DOCUMENT EXCERPT:
---+---

Despite initial difficulties and operational errors, the minority self-government model has produced some reassuring values and results. In terms of the future, one important experience is that the minority self-governing bodies are most successful in areas where their activities are based on civil organization, and on minority activities that existed earlier. Positive experiences show that the minority self-government system has contributed to the consolidation of national and ethnic minorities and enlivened the minorities’ community life. The ability of the Gypsy population to enforce its interests has clearly improved. The operation of Gypsy minority self-governments promotes the social integration of the Gypsy population and regular dialogue and co-operation between the Roma and non-Roma population.

Over the past few years the minority self-government system has shown that it is a viable and effective way of enforcing interests, and assuring the participation of minorities in local and national issues affecting them. Those who belong to a minority have started accepting their identity with a greater degree of awareness and openness. This is reflected in the census data of 2001. In 1990 142,683 people claimed to be Gypsy while a decade later this figure reached 189,984, although this is still well below the estimated actual size of the Gypsy population. The answers given to questions first posed in 2001 about language use and attachment to cultural values also confirm acceptance of identity by the Roma, with some 50,000 having designated a Gypsy language (Romany or Beas) as their native language in the 2001 census, and 130,000 having declared commitment to the Roma cultural values and traditions.

---+---

SOURCE DATA:
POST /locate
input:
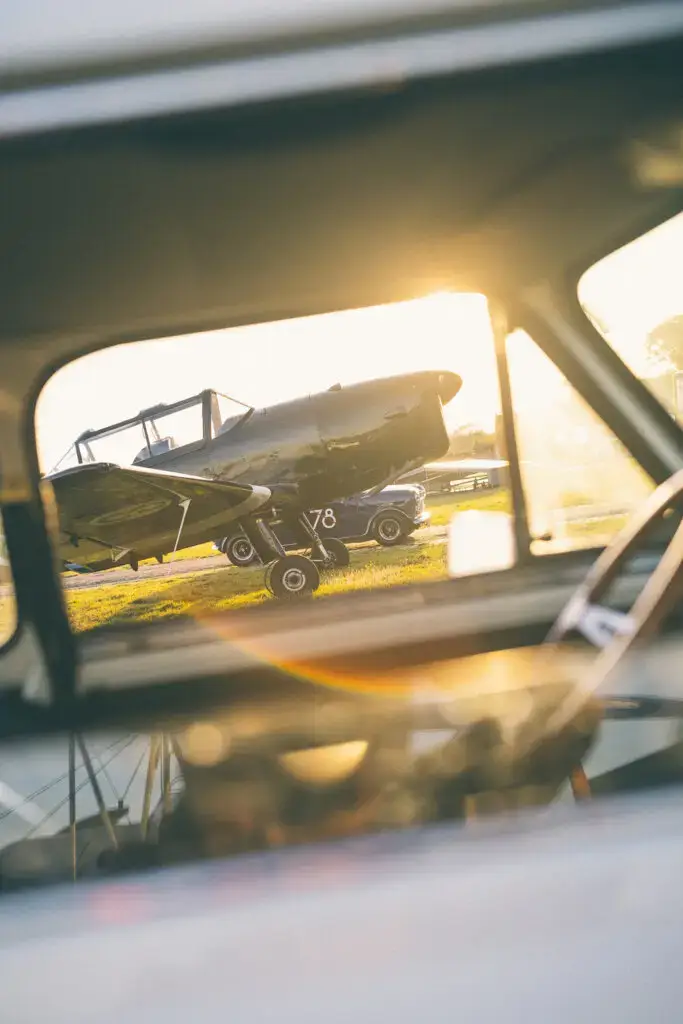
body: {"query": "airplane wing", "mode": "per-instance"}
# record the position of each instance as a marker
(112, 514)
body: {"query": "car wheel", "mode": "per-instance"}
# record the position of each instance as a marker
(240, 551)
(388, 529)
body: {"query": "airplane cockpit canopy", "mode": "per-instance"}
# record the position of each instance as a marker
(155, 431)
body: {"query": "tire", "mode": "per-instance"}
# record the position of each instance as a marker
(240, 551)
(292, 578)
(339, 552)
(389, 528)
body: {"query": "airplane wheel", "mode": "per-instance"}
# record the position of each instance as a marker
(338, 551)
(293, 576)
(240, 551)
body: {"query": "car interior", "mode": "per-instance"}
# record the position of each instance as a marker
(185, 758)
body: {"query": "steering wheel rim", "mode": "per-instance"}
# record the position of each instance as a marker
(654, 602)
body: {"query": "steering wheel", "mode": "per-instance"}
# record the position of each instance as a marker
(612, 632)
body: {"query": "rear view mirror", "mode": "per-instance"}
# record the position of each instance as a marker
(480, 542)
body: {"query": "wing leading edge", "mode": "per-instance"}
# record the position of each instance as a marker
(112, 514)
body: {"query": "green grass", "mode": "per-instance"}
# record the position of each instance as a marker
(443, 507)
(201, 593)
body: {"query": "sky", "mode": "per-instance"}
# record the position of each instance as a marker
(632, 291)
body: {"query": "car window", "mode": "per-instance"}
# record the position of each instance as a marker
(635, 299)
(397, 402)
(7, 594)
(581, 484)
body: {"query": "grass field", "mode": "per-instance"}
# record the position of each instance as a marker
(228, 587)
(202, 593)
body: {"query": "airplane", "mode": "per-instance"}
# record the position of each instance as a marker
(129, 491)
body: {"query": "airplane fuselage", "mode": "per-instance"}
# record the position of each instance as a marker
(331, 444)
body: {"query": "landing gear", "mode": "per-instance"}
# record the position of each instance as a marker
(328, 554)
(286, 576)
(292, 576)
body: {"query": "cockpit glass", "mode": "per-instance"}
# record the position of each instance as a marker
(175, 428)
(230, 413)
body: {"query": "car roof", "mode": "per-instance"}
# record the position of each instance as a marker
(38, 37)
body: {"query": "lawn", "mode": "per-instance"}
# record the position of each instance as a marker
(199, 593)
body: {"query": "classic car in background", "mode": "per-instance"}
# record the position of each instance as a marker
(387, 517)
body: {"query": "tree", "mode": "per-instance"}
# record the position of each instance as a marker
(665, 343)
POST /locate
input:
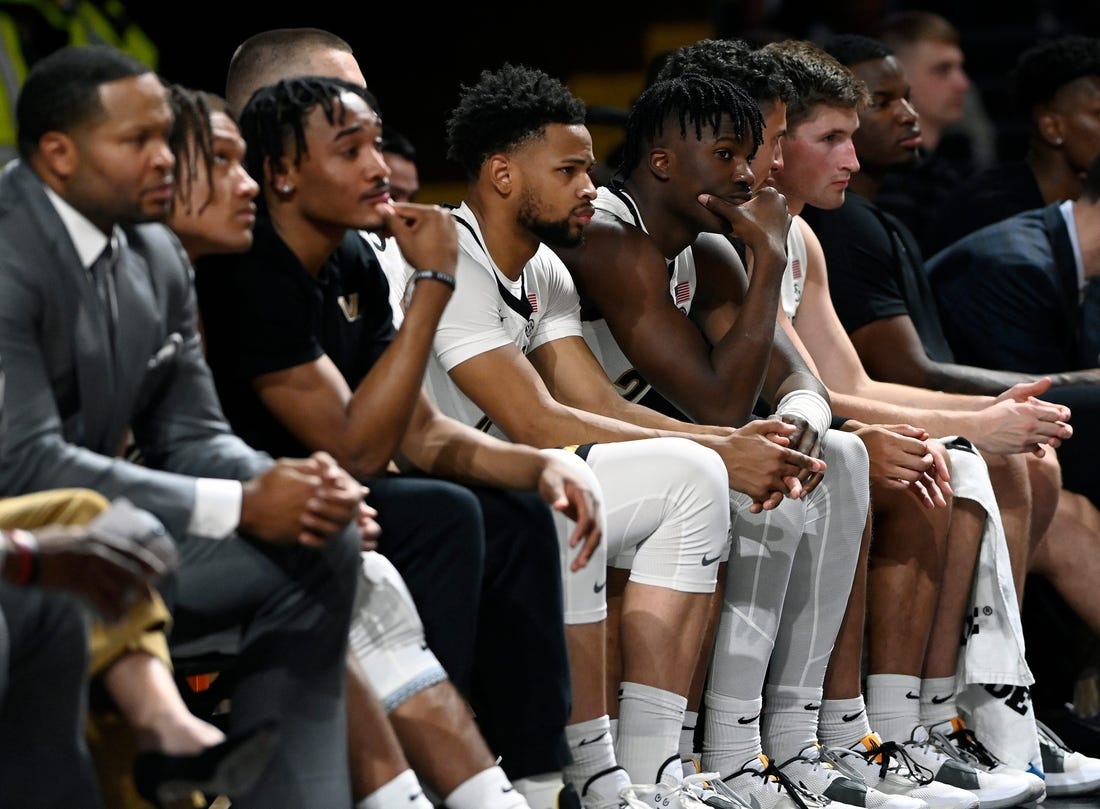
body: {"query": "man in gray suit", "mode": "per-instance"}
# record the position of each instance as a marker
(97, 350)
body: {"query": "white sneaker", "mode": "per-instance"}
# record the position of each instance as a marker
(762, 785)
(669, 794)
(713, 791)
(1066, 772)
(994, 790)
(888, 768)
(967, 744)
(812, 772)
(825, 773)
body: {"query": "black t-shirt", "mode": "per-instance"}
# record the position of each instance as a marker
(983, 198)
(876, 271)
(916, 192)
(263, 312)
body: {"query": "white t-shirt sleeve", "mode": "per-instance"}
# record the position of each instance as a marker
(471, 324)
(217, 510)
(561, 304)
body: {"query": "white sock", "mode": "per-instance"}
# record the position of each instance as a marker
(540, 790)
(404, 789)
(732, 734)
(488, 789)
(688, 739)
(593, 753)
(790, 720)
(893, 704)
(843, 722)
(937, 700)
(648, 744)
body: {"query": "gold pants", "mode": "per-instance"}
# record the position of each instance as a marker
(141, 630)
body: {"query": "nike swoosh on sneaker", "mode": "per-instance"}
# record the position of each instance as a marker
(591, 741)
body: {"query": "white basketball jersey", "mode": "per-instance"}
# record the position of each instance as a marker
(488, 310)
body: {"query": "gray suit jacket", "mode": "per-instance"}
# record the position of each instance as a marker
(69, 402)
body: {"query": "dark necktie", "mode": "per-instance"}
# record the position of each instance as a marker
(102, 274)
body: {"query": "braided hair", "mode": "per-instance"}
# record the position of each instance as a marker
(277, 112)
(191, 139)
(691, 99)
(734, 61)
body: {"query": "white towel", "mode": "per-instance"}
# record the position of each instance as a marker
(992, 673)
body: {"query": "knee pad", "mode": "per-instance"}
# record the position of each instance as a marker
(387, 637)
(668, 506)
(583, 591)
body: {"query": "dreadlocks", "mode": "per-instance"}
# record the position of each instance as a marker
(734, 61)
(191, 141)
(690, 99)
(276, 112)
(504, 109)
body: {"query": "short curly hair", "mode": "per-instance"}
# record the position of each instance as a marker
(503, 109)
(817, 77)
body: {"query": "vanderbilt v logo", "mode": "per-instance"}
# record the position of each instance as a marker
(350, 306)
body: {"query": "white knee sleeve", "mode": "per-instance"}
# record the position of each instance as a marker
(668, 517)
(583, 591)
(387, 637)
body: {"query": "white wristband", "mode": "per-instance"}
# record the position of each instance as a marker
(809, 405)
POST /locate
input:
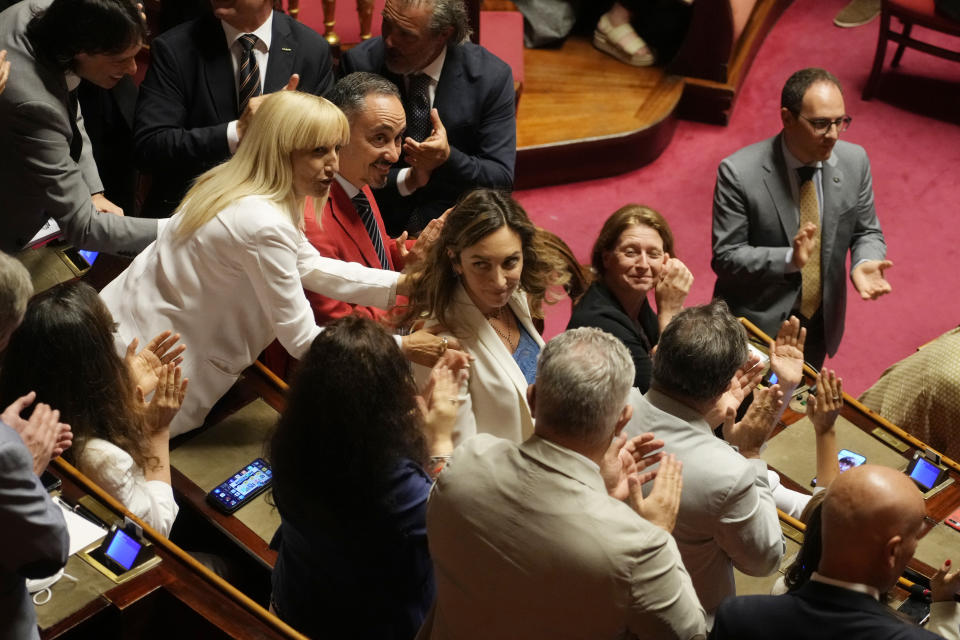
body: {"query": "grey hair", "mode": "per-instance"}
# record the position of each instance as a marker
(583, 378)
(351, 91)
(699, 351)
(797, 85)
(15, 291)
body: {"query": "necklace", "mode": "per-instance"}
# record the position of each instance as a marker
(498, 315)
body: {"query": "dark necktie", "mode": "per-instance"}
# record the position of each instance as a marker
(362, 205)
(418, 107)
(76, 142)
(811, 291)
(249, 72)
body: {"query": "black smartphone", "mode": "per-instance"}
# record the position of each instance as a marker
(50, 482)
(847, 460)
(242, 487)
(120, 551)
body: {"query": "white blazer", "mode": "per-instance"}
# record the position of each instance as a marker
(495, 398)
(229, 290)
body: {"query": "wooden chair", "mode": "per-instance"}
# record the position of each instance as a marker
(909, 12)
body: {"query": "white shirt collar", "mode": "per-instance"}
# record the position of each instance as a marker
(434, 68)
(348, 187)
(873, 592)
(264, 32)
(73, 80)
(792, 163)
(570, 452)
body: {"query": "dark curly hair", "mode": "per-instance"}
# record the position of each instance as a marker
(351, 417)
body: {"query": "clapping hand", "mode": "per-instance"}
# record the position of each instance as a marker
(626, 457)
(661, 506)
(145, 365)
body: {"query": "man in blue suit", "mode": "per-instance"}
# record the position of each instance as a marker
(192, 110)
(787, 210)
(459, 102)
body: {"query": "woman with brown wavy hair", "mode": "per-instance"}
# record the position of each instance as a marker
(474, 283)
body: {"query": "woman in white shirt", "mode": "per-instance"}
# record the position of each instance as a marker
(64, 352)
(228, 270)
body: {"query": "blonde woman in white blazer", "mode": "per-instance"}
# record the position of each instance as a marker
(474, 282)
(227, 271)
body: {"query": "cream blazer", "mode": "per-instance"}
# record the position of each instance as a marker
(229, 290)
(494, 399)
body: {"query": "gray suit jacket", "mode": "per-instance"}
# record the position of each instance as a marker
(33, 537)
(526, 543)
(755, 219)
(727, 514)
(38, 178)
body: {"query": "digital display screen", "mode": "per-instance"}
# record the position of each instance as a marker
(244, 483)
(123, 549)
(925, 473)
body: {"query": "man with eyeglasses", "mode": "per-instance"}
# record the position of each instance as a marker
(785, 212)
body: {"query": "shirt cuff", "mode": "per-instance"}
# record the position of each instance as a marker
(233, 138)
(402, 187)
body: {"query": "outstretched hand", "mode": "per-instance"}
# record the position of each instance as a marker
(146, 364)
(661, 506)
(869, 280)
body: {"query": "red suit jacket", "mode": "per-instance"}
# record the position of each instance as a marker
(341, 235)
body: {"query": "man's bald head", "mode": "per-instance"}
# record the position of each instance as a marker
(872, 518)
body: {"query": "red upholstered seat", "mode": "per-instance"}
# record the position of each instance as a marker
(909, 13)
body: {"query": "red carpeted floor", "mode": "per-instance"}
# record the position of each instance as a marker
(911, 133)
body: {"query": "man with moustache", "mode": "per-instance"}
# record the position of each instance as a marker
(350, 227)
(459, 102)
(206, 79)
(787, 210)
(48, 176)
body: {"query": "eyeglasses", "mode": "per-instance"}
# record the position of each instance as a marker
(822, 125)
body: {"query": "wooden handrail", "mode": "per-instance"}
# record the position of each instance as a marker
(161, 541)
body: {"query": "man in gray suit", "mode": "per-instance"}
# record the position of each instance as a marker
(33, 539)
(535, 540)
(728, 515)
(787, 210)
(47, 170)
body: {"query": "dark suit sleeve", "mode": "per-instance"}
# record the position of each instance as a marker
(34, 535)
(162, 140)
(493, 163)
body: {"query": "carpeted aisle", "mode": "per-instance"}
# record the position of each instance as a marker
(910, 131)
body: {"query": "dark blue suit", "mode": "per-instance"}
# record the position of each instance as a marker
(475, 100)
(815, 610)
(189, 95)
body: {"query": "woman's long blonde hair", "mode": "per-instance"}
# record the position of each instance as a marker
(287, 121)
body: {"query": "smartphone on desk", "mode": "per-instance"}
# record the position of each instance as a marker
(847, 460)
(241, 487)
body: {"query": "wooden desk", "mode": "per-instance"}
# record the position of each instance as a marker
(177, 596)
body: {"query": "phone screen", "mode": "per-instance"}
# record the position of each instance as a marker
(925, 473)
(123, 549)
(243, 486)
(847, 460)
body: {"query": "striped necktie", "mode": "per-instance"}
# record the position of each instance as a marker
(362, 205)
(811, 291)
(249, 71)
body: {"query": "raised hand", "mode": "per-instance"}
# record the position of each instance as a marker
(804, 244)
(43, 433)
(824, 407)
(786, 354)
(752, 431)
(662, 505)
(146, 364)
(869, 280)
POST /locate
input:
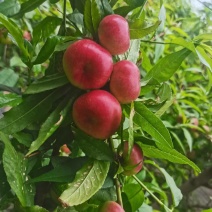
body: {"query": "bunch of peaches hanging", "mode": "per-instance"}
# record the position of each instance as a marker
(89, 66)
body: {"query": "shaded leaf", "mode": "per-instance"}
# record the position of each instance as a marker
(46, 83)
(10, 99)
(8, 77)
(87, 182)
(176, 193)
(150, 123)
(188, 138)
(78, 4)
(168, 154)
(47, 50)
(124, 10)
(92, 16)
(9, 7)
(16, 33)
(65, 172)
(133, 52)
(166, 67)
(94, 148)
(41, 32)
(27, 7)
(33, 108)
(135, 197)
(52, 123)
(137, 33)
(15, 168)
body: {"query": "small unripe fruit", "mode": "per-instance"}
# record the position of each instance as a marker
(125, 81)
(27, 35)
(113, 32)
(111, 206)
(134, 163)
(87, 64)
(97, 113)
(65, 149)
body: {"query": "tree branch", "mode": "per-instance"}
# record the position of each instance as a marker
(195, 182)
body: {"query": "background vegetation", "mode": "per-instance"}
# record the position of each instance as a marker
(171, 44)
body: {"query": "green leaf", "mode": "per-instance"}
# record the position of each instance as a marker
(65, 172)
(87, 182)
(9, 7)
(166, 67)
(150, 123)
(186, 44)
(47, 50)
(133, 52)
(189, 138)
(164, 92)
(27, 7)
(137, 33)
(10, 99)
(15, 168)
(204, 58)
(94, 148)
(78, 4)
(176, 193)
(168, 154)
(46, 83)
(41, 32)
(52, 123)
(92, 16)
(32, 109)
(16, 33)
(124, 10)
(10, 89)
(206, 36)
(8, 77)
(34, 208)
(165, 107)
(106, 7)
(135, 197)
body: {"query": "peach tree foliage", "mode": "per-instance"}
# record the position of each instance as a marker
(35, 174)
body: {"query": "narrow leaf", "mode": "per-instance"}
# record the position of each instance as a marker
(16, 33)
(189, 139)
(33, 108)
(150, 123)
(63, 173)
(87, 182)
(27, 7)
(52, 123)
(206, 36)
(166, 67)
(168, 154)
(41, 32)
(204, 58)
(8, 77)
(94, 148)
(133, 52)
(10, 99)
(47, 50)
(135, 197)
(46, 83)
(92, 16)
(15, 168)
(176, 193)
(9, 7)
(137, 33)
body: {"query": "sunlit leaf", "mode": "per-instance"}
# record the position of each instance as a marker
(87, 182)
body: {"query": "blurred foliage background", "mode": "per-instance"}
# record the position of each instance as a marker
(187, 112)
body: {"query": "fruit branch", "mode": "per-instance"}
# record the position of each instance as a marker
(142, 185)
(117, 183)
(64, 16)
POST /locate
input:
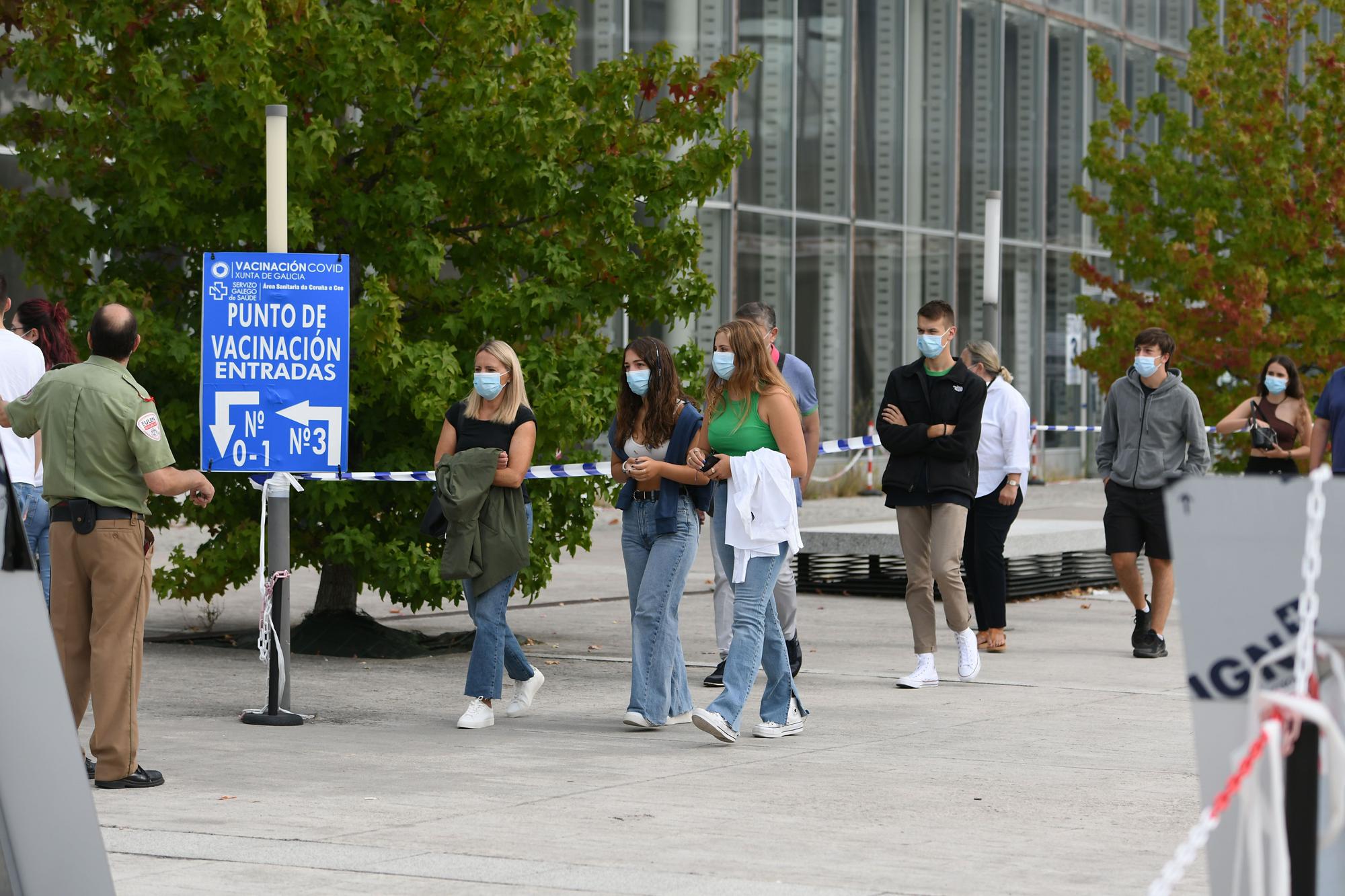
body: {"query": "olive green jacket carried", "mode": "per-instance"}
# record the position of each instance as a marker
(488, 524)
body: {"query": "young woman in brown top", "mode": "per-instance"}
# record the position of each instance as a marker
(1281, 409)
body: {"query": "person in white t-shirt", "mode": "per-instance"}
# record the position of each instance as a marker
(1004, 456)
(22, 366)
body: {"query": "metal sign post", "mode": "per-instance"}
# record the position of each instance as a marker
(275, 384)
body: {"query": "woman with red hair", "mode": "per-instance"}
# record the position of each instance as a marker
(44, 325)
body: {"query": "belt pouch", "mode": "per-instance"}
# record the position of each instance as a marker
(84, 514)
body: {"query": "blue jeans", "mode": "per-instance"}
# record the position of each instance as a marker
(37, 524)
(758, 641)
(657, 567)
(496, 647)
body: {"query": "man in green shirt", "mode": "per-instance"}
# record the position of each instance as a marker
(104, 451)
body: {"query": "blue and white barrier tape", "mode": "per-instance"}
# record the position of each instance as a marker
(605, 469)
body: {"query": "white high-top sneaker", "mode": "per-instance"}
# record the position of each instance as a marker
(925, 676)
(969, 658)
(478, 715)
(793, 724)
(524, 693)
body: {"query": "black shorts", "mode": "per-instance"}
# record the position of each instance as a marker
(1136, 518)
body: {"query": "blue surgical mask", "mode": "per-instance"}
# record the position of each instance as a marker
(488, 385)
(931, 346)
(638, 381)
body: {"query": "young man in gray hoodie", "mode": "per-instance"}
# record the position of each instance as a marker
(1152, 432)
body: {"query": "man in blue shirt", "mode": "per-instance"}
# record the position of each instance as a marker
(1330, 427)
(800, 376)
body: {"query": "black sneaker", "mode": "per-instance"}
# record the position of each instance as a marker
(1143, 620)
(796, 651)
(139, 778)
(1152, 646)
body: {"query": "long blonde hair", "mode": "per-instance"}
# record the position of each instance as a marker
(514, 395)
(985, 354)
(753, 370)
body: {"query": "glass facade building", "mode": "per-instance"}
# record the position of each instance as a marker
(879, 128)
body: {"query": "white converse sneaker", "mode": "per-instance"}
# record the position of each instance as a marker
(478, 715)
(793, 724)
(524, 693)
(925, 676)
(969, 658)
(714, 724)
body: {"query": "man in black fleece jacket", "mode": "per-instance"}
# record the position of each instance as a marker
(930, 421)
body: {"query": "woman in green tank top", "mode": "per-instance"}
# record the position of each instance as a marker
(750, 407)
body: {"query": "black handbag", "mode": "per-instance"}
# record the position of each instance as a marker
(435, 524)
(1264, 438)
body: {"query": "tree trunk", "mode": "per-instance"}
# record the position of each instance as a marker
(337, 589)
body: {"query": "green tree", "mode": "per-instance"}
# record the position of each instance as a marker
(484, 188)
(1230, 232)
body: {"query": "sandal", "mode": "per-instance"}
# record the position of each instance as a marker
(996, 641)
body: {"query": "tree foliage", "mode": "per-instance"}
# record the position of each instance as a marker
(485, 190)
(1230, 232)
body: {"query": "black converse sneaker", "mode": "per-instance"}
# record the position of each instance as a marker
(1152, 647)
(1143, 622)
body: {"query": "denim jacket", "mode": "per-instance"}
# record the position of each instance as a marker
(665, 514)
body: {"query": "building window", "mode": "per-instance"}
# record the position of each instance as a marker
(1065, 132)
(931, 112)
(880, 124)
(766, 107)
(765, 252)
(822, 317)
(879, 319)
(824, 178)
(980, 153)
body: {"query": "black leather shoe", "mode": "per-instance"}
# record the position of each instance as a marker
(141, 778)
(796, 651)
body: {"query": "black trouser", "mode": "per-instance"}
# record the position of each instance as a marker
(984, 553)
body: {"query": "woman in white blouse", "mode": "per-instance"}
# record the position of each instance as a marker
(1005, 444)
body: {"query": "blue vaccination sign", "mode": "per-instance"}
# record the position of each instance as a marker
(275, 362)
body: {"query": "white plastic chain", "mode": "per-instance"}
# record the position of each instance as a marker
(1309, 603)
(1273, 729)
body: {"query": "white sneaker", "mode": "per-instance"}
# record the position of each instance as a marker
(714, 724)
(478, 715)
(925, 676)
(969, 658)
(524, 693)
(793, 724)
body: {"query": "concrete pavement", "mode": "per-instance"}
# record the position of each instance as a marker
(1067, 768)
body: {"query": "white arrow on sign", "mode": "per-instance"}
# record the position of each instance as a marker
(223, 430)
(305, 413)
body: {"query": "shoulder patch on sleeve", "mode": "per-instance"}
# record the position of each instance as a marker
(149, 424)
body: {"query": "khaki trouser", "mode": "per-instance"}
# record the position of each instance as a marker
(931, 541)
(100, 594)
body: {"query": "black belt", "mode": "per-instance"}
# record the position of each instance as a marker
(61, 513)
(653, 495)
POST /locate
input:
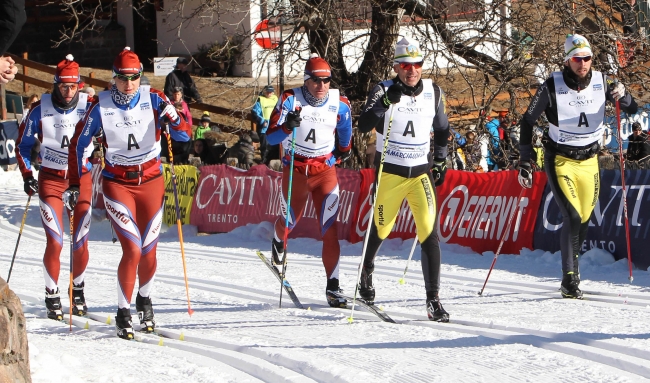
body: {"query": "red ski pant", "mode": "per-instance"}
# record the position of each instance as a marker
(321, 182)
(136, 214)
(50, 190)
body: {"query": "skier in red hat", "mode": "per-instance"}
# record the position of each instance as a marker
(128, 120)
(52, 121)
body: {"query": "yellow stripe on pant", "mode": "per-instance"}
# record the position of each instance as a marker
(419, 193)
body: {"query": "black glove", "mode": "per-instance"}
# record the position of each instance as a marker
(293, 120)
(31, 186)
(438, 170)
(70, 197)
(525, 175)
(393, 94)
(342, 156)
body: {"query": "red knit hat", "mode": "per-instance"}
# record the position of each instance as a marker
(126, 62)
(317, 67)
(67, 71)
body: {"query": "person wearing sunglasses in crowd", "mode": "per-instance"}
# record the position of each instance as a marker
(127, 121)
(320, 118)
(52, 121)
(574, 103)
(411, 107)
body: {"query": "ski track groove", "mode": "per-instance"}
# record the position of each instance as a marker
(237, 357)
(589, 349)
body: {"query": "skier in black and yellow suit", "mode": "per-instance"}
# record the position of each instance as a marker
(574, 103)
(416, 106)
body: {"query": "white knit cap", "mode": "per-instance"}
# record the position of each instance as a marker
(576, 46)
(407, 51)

---+---

TASKS TO PERFORM:
a: List every line of the entries that contains the string "woman". Matching is case-sensitive.
b: Continue the text on minority self-government from the point where it stops.

ANSWERS FOR THE EXERCISE:
a:
body: {"query": "woman with brown wavy hair", "mode": "per-instance"}
body: {"query": "woman in white shirt", "mode": "per-instance"}
body: {"query": "blonde woman in white blazer", "mode": "per-instance"}
body: {"query": "woman's long blonde hair", "mode": "per-instance"}
body: {"query": "young woman in brown top", "mode": "per-instance"}
body: {"query": "woman with red hair", "mode": "per-instance"}
body: {"query": "woman in green tank top", "mode": "per-instance"}
body: {"query": "woman in white blouse", "mode": "per-instance"}

b:
An important legal regulation directly affecting the position of the Gypsy population in Hungary is Act LXXIX of 1993 on Public Education, which was amended in 1996 and 2003 to provide the national and local minority self-governing bodies with the opportunity of founding and maintaining educational institutions, and which defined the fight against segregation in schools as an objective. Act LIX of 1993 on the Parliamentary Commissioner for National and Ethnic Minority Rights is a law of particular significance for the Gypsy population. It is the responsibility of the minorities' ombudsman, as defined in the Constitution, to investigate or ensure the investigation of any abuses of constitutional rights brought to his/her attention, and to initiate general or individual measures to remedy such abuse. Based on the events of recent years and the ombudsman's parliamentary reports, we can conclude that the establishment of the institution was justified. Such activity is important for a state founded on the rule of law.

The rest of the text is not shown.